What needs to be done ->
Format the data below as a JSON list of strings, one string for each line, leaving out blank lines and the pictures.

++++++++++++++++++++

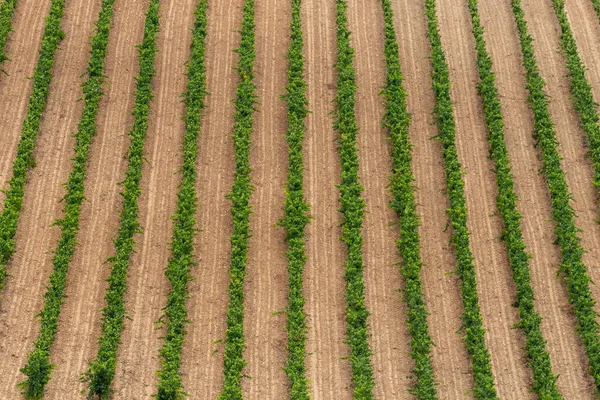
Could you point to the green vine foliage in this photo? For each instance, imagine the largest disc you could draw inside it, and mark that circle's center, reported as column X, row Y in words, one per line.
column 7, row 9
column 596, row 5
column 544, row 381
column 296, row 210
column 397, row 121
column 353, row 210
column 102, row 369
column 170, row 385
column 572, row 267
column 38, row 368
column 240, row 197
column 42, row 76
column 472, row 320
column 581, row 90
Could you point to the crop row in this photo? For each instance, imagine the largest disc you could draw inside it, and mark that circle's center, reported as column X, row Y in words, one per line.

++++++++++++++++++++

Exercise result ->
[
  "Could you point to the green vine foliage in this photo? For each instance, imagine the largest disc you could draw inside it, and mark that circle's center, reported as column X, row Y in words, one per line.",
  "column 7, row 9",
  "column 596, row 5",
  "column 544, row 381",
  "column 296, row 210",
  "column 397, row 121",
  "column 353, row 210",
  "column 102, row 369",
  "column 170, row 385",
  "column 572, row 267",
  "column 38, row 368",
  "column 240, row 197",
  "column 42, row 76",
  "column 472, row 320",
  "column 581, row 90",
  "Could you point to the crop row in this photo? For each instance, imagine the largest disc you could draw inside it, and mark that circle's center, reported as column X, row Y in words, one per line."
]